* **Brief**
Restate the entire listing word for word.

* **Source information**
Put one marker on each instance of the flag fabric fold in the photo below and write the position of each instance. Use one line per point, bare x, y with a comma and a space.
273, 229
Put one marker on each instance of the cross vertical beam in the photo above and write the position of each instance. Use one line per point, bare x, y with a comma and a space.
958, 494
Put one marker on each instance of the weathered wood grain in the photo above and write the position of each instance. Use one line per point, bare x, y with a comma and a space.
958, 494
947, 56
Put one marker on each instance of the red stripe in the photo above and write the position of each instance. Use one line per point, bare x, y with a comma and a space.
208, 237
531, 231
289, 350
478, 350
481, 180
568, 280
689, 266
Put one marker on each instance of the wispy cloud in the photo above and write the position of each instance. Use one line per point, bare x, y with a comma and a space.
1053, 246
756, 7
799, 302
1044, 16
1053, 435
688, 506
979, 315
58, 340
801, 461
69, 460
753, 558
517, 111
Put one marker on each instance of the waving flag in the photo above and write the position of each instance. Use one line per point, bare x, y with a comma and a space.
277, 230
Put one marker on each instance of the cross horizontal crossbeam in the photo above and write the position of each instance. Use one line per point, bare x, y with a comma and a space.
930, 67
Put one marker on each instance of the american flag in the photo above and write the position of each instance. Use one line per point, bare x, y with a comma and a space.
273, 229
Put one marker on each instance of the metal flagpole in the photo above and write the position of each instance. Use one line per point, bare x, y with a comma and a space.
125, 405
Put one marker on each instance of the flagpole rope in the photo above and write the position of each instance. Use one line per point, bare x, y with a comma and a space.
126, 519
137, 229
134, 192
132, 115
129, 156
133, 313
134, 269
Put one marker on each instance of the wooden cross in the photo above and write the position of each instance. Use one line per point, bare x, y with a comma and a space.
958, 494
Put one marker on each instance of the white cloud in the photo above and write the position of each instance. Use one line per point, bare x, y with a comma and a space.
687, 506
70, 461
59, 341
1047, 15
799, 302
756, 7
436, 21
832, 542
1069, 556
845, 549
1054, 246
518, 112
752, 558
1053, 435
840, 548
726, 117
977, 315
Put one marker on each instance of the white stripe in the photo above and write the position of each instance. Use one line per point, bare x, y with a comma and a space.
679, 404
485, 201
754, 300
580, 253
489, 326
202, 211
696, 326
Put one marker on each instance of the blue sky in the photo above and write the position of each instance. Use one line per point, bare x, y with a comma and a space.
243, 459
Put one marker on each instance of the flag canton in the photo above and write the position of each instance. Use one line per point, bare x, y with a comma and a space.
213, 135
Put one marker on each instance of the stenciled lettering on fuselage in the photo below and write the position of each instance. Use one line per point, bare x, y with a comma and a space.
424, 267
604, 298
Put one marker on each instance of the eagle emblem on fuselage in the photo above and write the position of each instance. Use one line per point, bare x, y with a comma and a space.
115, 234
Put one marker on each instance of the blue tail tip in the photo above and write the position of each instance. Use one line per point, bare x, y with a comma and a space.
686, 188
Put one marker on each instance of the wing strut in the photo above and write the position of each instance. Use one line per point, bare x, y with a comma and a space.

* **Solution**
Put one marker on each instance of the flag fabric fold in the photo below and write the position of each instance. Use one line per point, bare x, y with a comma and a space.
273, 229
Put one marker on each instance of the cross vertical beam in the photo above and write the position of each instance. Use one line per point, bare x, y with a comma and a space.
958, 494
Put one marker on each instance of the weathered wood grain in the photo above and write the position of each instance. Use one line per point, bare x, y with a comma and a space.
958, 494
947, 56
Put one marker on each instance of the red stripe in the photo above and write the position of each instance. Use one line per point, bare x, y with a comma and a space.
208, 237
531, 231
289, 350
478, 350
481, 180
568, 280
689, 266
Put one marker on each instance of the wispy cloud in the photo above and write the position of each instance. Use one line per point, bare x, y with a comma and a space.
1053, 246
756, 7
799, 302
1044, 16
1053, 435
688, 506
979, 315
58, 340
801, 461
69, 460
753, 558
517, 111
Put one marker on each instance of the waving flag in the photo above and write the position of each instance. Use one line per point, bare x, y with a comma and a space.
277, 230
Put one marker on each instance of the cross horizontal crossbeam in the photo above and write the position of each instance. Use one line per point, bare x, y with a comma and a space.
930, 67
Put one marker on each instance of the american flag in the photo above and write the position of each instance. Use one line per point, bare x, y with a comma and a space.
273, 229
Put one marker on each instance of the metal flagpole in the photo above and write the position of each instance. Use one line per point, bare x, y with a comma and a space.
125, 405
Put one marker on each instance of the flagpole rope in the photo above and write the position of each instance. Use one line per point, bare x, y with a comma and a space.
126, 519
137, 229
134, 192
132, 115
129, 156
133, 313
134, 269
Put one marker on each instance of the wooden cross in the photo above and write the position of each instance. Use one line per point, bare x, y with a comma and a space.
958, 494
Put one marker on each instance of the white cloud in the photo above and write the position of each instance. Use one line per point, bare x, y with a comma and a space.
687, 506
70, 461
59, 341
1047, 15
799, 302
756, 7
436, 21
832, 542
1069, 556
845, 549
1054, 246
518, 112
752, 558
1053, 435
840, 548
726, 117
977, 315
Put one marker on each instance of the white stripe in the photo above and write the position of each instance. Use one line per point, bare x, y with a comma and a space.
679, 404
485, 201
754, 300
580, 253
489, 326
202, 211
696, 326
Put one marker on each instance of the blue sky in the photo above and write the position of each instance. Use one line per point, bare x, y with a comma and a space.
243, 459
Put one marker on each instance of the flag canton in the photo above and write the position of each instance. Use one line per point, bare x, y with a comma and a space.
213, 135
Put one marker on each instance of the stenciled lettering on fuselage in the photo below and write the position of each instance. Use one line per point, bare x, y with a comma and a space.
424, 267
604, 298
Put one marker on each instance of the eagle emblem on fuselage in the photo above and write the position of each instance. Use one line per point, bare x, y with a comma and a space.
115, 234
Put one marker on each instance of the blue tail tip in the photo above and write the position of each instance. Use one line per point, bare x, y with a comma and a space.
686, 188
Put one marker on each instance of the wing strut in the photo above and write the position of each instance. Use one line per point, bare x, y with a comma and a space.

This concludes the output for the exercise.